start RECORDS FOR THE TASK

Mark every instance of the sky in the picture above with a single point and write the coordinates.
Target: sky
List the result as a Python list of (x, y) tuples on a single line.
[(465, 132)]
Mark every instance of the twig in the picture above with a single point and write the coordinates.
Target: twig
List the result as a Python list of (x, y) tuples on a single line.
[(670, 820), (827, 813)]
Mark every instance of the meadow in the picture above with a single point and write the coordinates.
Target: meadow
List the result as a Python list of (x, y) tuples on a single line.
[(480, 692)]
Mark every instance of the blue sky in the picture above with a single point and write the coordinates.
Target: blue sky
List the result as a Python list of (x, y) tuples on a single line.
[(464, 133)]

end RECORDS FOR THE TASK

_WRITTEN INSTRUCTION_: Render every line of the items above as a Markdown table with the columns Row and Line, numbering the rows from 1 and omitting blank lines.

_REPLY TO THE TASK_:
| Row | Line |
|---|---|
| 1 | Mark every instance of the sky in the picture above with a single point and write the coordinates. |
| 2 | Target: sky |
| 3 | List the result as a Python list of (x, y) tuples on a single line. |
| 4 | [(465, 132)] |
| 5 | Mark every instance of the twig in the picture above with a single point and write the coordinates. |
| 6 | Target: twig |
| 7 | List the result as a Python list of (x, y) tuples on a single line. |
| 8 | [(670, 820), (827, 813)] |
| 9 | Mark every instance of the meadow in the picture above with a single point and write the coordinates. |
| 10 | Target: meadow |
| 11 | List the result as a Python list of (x, y) tuples on a single line. |
| 12 | [(480, 692)] |
| 13 | Mark every instance of the blue sky in the picture above with a single point and write the coordinates. |
| 14 | Target: blue sky |
| 15 | List the result as a Python list of (x, y) tuples on a single line. |
| 16 | [(464, 133)] |